━━━━━ Extracted information

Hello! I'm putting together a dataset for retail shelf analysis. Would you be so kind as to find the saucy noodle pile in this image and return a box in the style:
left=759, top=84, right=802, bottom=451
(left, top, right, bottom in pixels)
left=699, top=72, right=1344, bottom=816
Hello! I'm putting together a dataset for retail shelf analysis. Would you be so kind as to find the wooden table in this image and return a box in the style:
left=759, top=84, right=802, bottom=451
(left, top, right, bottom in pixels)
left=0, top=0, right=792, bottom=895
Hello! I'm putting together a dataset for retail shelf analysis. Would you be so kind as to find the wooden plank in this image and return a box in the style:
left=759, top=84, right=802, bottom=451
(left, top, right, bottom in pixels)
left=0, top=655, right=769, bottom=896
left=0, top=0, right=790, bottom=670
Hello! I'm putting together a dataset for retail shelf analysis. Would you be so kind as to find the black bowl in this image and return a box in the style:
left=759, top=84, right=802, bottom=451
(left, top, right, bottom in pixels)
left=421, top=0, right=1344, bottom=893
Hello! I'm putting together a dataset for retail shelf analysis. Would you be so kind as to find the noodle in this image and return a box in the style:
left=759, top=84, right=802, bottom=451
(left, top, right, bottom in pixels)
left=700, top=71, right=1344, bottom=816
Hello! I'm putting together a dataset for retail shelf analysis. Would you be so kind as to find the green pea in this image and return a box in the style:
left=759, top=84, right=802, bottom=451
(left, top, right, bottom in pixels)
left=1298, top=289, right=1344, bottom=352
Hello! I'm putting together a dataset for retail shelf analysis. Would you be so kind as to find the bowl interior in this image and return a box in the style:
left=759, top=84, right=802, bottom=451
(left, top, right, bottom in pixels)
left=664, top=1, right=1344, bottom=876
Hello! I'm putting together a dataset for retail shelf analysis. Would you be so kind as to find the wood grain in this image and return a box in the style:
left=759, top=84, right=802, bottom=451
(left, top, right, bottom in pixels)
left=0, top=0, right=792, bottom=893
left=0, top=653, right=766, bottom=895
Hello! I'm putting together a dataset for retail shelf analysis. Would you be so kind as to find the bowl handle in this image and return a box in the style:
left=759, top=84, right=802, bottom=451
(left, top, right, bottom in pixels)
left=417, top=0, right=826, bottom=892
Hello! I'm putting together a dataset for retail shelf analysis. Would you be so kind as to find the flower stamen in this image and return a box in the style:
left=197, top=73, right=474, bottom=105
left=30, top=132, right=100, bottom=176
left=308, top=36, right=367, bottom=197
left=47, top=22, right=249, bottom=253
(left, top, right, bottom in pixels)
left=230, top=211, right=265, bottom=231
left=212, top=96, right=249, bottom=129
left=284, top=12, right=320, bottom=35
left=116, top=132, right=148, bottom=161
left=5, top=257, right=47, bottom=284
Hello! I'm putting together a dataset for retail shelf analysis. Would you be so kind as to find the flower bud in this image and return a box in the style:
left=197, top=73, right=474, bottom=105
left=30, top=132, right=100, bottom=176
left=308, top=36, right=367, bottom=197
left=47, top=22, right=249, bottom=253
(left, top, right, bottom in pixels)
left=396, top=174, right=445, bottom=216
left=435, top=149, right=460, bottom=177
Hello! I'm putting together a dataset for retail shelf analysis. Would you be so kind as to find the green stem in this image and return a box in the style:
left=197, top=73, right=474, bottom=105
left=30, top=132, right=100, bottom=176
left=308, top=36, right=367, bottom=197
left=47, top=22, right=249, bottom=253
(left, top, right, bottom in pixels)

━━━━━━━━━━

→ Problem:
Rewrite the items above, from the start of the items to the line containing "left=699, top=72, right=1344, bottom=816", both included, keeping the requests and shifting each coordinate in the answers by adding 111 to it.

→ Complete answer:
Hello! I'm putting together a dataset for retail shelf analysis. Would you be so kind as to find the saucy noodle pile in this image and return a box in the style:
left=759, top=84, right=802, bottom=451
(left, top, right, bottom in pixels)
left=810, top=183, right=1455, bottom=927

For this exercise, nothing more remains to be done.